Photo-based referring expression data
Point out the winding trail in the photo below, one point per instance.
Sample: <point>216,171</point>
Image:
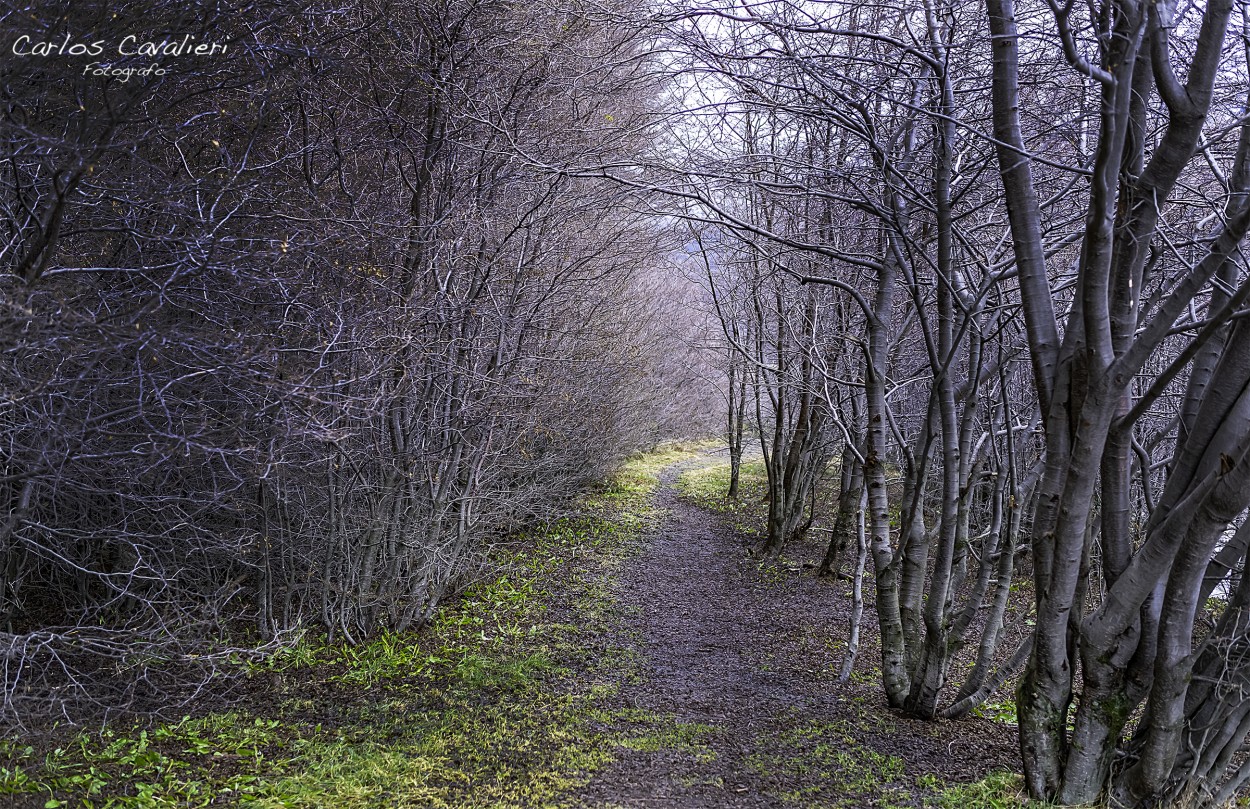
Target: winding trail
<point>745,662</point>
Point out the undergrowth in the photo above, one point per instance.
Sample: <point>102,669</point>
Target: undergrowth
<point>500,703</point>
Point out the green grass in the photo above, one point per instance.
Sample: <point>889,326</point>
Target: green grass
<point>996,790</point>
<point>496,704</point>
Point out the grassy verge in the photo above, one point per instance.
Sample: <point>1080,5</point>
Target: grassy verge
<point>504,702</point>
<point>829,764</point>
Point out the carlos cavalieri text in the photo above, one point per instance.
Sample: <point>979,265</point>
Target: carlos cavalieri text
<point>129,45</point>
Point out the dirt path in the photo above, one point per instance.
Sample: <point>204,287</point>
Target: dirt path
<point>745,660</point>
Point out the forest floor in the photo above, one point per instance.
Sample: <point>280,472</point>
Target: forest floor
<point>629,654</point>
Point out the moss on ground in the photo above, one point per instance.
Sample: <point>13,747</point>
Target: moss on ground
<point>510,699</point>
<point>504,702</point>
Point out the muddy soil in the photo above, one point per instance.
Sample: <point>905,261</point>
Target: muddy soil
<point>749,657</point>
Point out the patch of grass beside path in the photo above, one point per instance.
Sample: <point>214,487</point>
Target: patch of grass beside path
<point>504,702</point>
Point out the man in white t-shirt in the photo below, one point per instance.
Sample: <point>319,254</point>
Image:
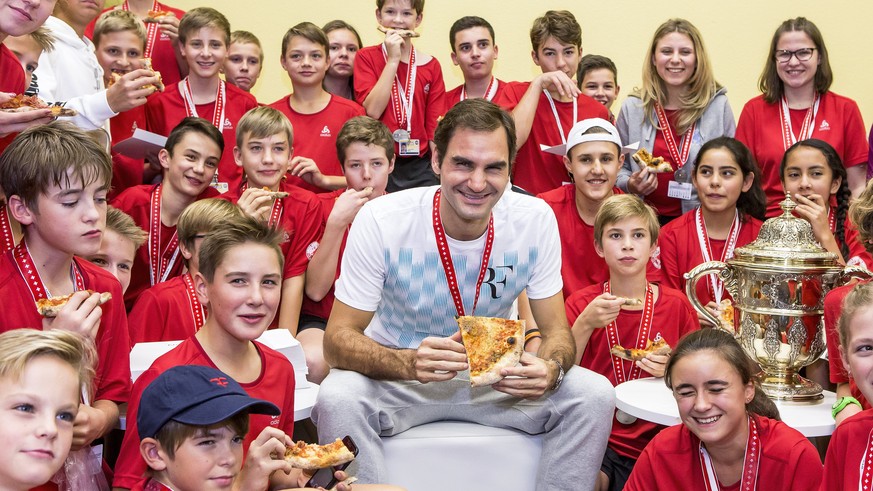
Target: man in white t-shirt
<point>392,337</point>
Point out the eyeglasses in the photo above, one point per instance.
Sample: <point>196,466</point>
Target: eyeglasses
<point>802,54</point>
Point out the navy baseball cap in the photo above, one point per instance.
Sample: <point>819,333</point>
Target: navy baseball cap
<point>194,395</point>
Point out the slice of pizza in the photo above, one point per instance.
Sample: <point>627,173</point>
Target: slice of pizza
<point>492,344</point>
<point>657,347</point>
<point>50,307</point>
<point>313,457</point>
<point>24,103</point>
<point>726,315</point>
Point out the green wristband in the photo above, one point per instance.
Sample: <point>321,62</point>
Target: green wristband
<point>841,404</point>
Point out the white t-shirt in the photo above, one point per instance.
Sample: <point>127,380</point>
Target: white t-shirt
<point>391,265</point>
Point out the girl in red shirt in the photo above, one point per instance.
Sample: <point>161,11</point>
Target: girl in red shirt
<point>728,439</point>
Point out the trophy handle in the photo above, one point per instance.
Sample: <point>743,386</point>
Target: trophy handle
<point>693,276</point>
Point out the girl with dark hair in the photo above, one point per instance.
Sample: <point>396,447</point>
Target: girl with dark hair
<point>813,173</point>
<point>730,436</point>
<point>796,104</point>
<point>731,206</point>
<point>344,45</point>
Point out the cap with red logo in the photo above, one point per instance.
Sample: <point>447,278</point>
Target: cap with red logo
<point>194,395</point>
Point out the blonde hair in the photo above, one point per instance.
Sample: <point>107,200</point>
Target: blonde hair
<point>702,85</point>
<point>204,216</point>
<point>122,224</point>
<point>19,346</point>
<point>119,21</point>
<point>261,122</point>
<point>621,207</point>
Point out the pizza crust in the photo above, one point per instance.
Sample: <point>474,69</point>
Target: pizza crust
<point>491,344</point>
<point>50,307</point>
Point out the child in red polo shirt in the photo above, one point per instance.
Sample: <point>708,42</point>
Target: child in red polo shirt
<point>366,150</point>
<point>316,114</point>
<point>404,89</point>
<point>263,151</point>
<point>593,159</point>
<point>204,34</point>
<point>56,180</point>
<point>546,108</point>
<point>625,231</point>
<point>189,161</point>
<point>171,311</point>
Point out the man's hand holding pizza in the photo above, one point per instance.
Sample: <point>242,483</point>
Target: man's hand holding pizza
<point>440,359</point>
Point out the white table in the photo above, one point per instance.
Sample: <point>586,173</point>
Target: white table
<point>651,400</point>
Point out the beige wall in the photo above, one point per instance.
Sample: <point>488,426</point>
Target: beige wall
<point>737,34</point>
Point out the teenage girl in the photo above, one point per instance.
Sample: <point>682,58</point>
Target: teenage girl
<point>678,108</point>
<point>813,173</point>
<point>731,205</point>
<point>344,45</point>
<point>730,437</point>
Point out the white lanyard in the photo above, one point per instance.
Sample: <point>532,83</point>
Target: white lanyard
<point>558,119</point>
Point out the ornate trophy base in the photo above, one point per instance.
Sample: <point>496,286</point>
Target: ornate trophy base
<point>789,387</point>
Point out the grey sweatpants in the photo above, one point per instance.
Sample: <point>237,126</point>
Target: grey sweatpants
<point>575,420</point>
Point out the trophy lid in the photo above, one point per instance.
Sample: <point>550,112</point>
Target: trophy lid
<point>786,241</point>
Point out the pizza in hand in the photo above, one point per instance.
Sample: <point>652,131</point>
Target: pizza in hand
<point>50,307</point>
<point>311,456</point>
<point>655,164</point>
<point>491,344</point>
<point>658,347</point>
<point>23,103</point>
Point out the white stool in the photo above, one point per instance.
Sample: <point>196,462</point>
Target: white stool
<point>459,456</point>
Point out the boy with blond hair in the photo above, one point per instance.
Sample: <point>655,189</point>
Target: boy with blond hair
<point>404,89</point>
<point>316,114</point>
<point>546,108</point>
<point>244,60</point>
<point>366,150</point>
<point>204,34</point>
<point>189,161</point>
<point>56,179</point>
<point>121,239</point>
<point>171,311</point>
<point>48,370</point>
<point>264,144</point>
<point>625,233</point>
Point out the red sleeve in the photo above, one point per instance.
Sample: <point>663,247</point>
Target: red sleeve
<point>436,100</point>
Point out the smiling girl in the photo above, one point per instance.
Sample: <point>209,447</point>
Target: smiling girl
<point>731,205</point>
<point>728,439</point>
<point>679,107</point>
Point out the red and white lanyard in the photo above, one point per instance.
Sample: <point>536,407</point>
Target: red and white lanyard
<point>275,212</point>
<point>151,29</point>
<point>642,336</point>
<point>446,257</point>
<point>6,231</point>
<point>31,275</point>
<point>160,262</point>
<point>558,119</point>
<point>220,101</point>
<point>806,128</point>
<point>490,92</point>
<point>401,96</point>
<point>716,287</point>
<point>751,460</point>
<point>198,311</point>
<point>678,155</point>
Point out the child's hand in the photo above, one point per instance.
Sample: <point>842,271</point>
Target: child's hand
<point>256,203</point>
<point>642,182</point>
<point>81,315</point>
<point>654,364</point>
<point>266,456</point>
<point>347,206</point>
<point>601,311</point>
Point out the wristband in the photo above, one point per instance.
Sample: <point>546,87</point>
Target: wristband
<point>841,404</point>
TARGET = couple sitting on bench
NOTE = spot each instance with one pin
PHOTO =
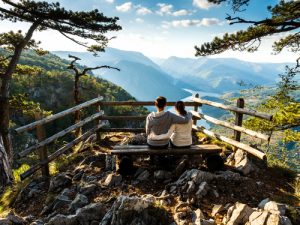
(164, 128)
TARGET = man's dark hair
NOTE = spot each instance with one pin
(161, 102)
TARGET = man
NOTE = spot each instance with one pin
(160, 122)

Task requirements:
Set down the entries above exactly; no pictures belong in the copy.

Solution to the exercise:
Point out the winding trail in the photo below, one point per instance.
Sample: <point>216,171</point>
Image:
Target: winding trail
<point>745,662</point>
Point out the undergrowth in the photo above, one point per instance.
Sample: <point>102,669</point>
Target: undergrowth
<point>500,703</point>
Point out the green grass in the photo above, one point per instance.
Sample: <point>889,326</point>
Target: green grass
<point>996,790</point>
<point>496,704</point>
Point out the grassy verge in the photo above, one point per instance.
Sample: <point>1080,5</point>
Target: grassy verge
<point>504,702</point>
<point>829,764</point>
Point out the carlos cavalieri text in the photo above, one point per instance.
Sample: <point>979,265</point>
Target: carlos cavalieri text
<point>129,45</point>
Point out the dirt path in the photo above, one point per instance.
Sample: <point>204,287</point>
Target: dirt path
<point>745,660</point>
Point out the forest floor in the photo above, one point per instance.
Sample: <point>280,472</point>
Target: forest floor
<point>629,654</point>
Point out the moss on ground in the photo above, one point per instance.
Sample: <point>13,747</point>
Target: moss on ground
<point>510,699</point>
<point>504,702</point>
Point out the muddy soil in the photo above, one point per instance.
Sample: <point>905,261</point>
Target: muddy soil
<point>749,657</point>
Point out the patch of grass beside path in the photo above, one point per instance.
Sample: <point>214,487</point>
Target: patch of grass beside path
<point>504,702</point>
Point out the man in white t-shirt in the photo below, one point per instance.
Sample: <point>319,254</point>
Image:
Target: man in white t-shirt
<point>392,337</point>
Point out the eyeglasses in the photo above, one point per instance.
Sample: <point>196,466</point>
Target: eyeglasses
<point>802,54</point>
Point out the navy baseball cap in the photo above, one point per instance.
Sample: <point>819,333</point>
Target: navy baseball cap
<point>194,395</point>
Point out the slice of pizza in the photo above, one point per instance.
Sample: <point>627,173</point>
Target: slice of pizza
<point>492,344</point>
<point>657,347</point>
<point>50,307</point>
<point>313,457</point>
<point>24,103</point>
<point>726,315</point>
Point out the green wristband in the photo above, one point per instance.
Sample: <point>321,62</point>
Target: green wristband
<point>841,404</point>
Point out the white t-shirt in the photo above, one point per instance.
Sample: <point>127,380</point>
Target: white t-shirt
<point>391,265</point>
Point out the girl in red shirt in the photo above, one point per instance.
Sample: <point>161,11</point>
Target: girl in red shirt
<point>728,439</point>
Point out the trophy handle in the photo above, one point per instance.
Sample: <point>743,386</point>
Target: trophy handle
<point>693,276</point>
Point out the girl with dark hair in the photo above, one point per instance.
Sample: <point>396,447</point>
Target: girl with dark hair
<point>813,173</point>
<point>730,436</point>
<point>796,104</point>
<point>731,206</point>
<point>344,45</point>
Point out the cap with red logo in the photo above, one point per instance.
Sample: <point>447,278</point>
Target: cap with red logo
<point>194,395</point>
Point out the blonde hair in the photo above, one point per instance.
Sample: <point>107,200</point>
Target: blonde hair
<point>702,85</point>
<point>204,216</point>
<point>122,224</point>
<point>19,346</point>
<point>119,21</point>
<point>261,122</point>
<point>621,207</point>
Point out the pizza crust in the photo above, one point per instance.
Sample: <point>474,69</point>
Target: pizza crust
<point>491,344</point>
<point>50,307</point>
Point out the child in red polo shirt in the photo above, one point per instance.
Sample: <point>708,42</point>
Target: child in red polo shirt
<point>366,150</point>
<point>316,114</point>
<point>404,89</point>
<point>263,151</point>
<point>593,159</point>
<point>204,34</point>
<point>56,180</point>
<point>546,108</point>
<point>625,231</point>
<point>189,161</point>
<point>171,311</point>
Point out the man's hand holding pizza in the photo above, one point per instance.
Sample: <point>242,483</point>
Target: man's hand holding pizza
<point>440,359</point>
Point out the white table in the photo above, one point per instance.
Sample: <point>586,173</point>
Target: white table
<point>651,400</point>
Point out the beige wall in the photo above, one point per instance.
Sample: <point>488,426</point>
Target: beige wall
<point>737,34</point>
Point out the teenage girl in the photo above, one point per instance.
Sample: <point>682,58</point>
Target: teenage girl
<point>678,108</point>
<point>813,173</point>
<point>731,205</point>
<point>344,45</point>
<point>730,437</point>
Point out the white lanyard in the photo above, one point per instance.
Sample: <point>532,83</point>
Target: white lanyard
<point>558,119</point>
Point out the ornate trophy base in the photo above, one point per instance.
Sample: <point>496,286</point>
Target: ornate trophy base
<point>789,387</point>
Point out the grey sweatpants in the photo above, one point per instance.
Sample: <point>237,126</point>
Target: grey sweatpants
<point>575,420</point>
Point out the trophy lid in the photo above, one point per instance.
Sample: <point>550,112</point>
Target: trophy lid
<point>786,241</point>
Point out the pizza in hand in the photo above, one point per instance.
Sample: <point>652,131</point>
Target: pizza in hand
<point>50,307</point>
<point>311,456</point>
<point>655,164</point>
<point>491,344</point>
<point>658,347</point>
<point>23,103</point>
Point out the white stool in the photo above, one point per instance.
Sample: <point>196,462</point>
Target: white stool
<point>459,456</point>
Point out the boy with blond hair in the photo above, one point per instance.
Sample: <point>655,189</point>
Target: boy with blond hair
<point>404,89</point>
<point>316,114</point>
<point>546,108</point>
<point>244,60</point>
<point>366,150</point>
<point>204,34</point>
<point>189,161</point>
<point>56,179</point>
<point>121,239</point>
<point>171,311</point>
<point>48,370</point>
<point>264,144</point>
<point>625,233</point>
Point out the red sleeve in the photo above, one point per instance.
Sample: <point>663,247</point>
Target: red sleeve
<point>436,100</point>
Point out the smiling girl in the photo above, one point per instance.
Sample: <point>209,447</point>
Target: smiling girl
<point>731,205</point>
<point>728,439</point>
<point>679,107</point>
Point out the red and white lanyard in the photo above, one point per instance.
Sample: <point>536,407</point>
Target: red and white lanyard
<point>275,212</point>
<point>151,29</point>
<point>642,336</point>
<point>446,257</point>
<point>6,231</point>
<point>31,275</point>
<point>160,262</point>
<point>558,119</point>
<point>220,101</point>
<point>806,128</point>
<point>490,92</point>
<point>401,96</point>
<point>716,287</point>
<point>751,460</point>
<point>198,311</point>
<point>678,155</point>
Point out the child's hand in the photo above, one point per instance.
Sample: <point>842,271</point>
Target: child's hand
<point>256,203</point>
<point>642,182</point>
<point>81,315</point>
<point>654,364</point>
<point>266,456</point>
<point>347,206</point>
<point>601,311</point>
Point out the wristband in the photo above, one point per instance.
Sample: <point>546,87</point>
Target: wristband
<point>841,404</point>
TARGET = couple sitting on bench
NOTE = spot each instance with one pin
PHOTO =
(164, 128)
TARGET = man's dark hair
NOTE = spot each instance with one pin
(161, 102)
TARGET = man
NOTE = spot each instance with one pin
(160, 122)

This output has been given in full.